--- Exercise material ---

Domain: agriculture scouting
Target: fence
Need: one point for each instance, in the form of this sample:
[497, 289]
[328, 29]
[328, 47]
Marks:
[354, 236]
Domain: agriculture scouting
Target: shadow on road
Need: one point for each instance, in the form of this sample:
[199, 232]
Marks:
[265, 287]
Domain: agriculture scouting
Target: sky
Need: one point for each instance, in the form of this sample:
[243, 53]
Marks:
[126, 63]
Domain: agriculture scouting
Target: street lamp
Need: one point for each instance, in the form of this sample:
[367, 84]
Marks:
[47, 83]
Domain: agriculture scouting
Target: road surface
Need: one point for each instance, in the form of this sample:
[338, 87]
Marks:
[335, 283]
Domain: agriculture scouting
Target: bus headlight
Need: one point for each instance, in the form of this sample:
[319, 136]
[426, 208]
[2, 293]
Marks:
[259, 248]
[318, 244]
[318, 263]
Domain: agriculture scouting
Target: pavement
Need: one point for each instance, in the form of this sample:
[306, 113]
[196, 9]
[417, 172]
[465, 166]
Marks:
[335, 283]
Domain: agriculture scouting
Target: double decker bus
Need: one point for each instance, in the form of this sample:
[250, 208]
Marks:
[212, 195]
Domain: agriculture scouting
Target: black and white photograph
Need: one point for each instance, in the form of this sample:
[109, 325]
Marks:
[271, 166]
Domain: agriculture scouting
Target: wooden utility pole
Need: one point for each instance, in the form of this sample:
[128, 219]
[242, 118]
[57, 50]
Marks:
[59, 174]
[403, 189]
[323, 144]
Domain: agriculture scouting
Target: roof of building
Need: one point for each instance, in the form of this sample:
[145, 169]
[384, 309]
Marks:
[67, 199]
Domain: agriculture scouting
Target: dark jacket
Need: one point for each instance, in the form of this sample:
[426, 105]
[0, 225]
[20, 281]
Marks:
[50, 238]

---

# Goal of the exercise
Write the material out again in full, leaving no line out.

# Response to this task
Domain: agriculture scouting
Target: fence
Need: one point for each instance, in the form of this sample:
[497, 289]
[328, 29]
[328, 47]
Marks:
[354, 236]
Domain: agriculture scouting
Target: shadow on road
Need: one point for each instance, in the form of this sample:
[199, 232]
Marks:
[265, 287]
Domain: agriculture scouting
Target: sky
Need: one point for each instance, in the form of this sample:
[243, 53]
Marks:
[126, 63]
Domain: agriculture scouting
Target: street lamp
Need: one point for each instance, in the form of this sample:
[367, 84]
Marks:
[47, 83]
Domain: agriculture scouting
Target: road surface
Need: one point for each instance, in the form of this sample:
[338, 87]
Marks:
[335, 283]
Domain: agriculture scouting
Target: bus headlight
Need: one point for each instance, in the form of this sample:
[319, 136]
[426, 208]
[2, 293]
Marks:
[259, 248]
[318, 244]
[318, 263]
Domain: agriculture scouting
Target: pavement
Need: one point for each instance, in the form of this sample:
[306, 113]
[196, 9]
[417, 172]
[465, 166]
Marks:
[335, 283]
Domain: agriculture scouting
Target: double decker bus
Need: one point for each instance, in the form of this sample:
[250, 208]
Marks:
[212, 195]
Domain: agriculture scouting
Target: black and white photograph
Need: one point for each instance, in the form of this sample:
[109, 325]
Marks:
[271, 166]
Domain: agriculture scouting
Target: wooden utility pole
Need: one point for each instance, in the form of this sample:
[128, 219]
[242, 118]
[57, 50]
Marks:
[59, 174]
[403, 189]
[323, 144]
Domain: agriculture scouting
Target: roof of building
Need: one point for each instance, in the form of this sample:
[145, 169]
[384, 309]
Marks:
[67, 199]
Domain: agriculture scouting
Target: dark jacket
Need: one point for each instance, in the form of this sample:
[426, 105]
[0, 225]
[20, 281]
Marks:
[50, 238]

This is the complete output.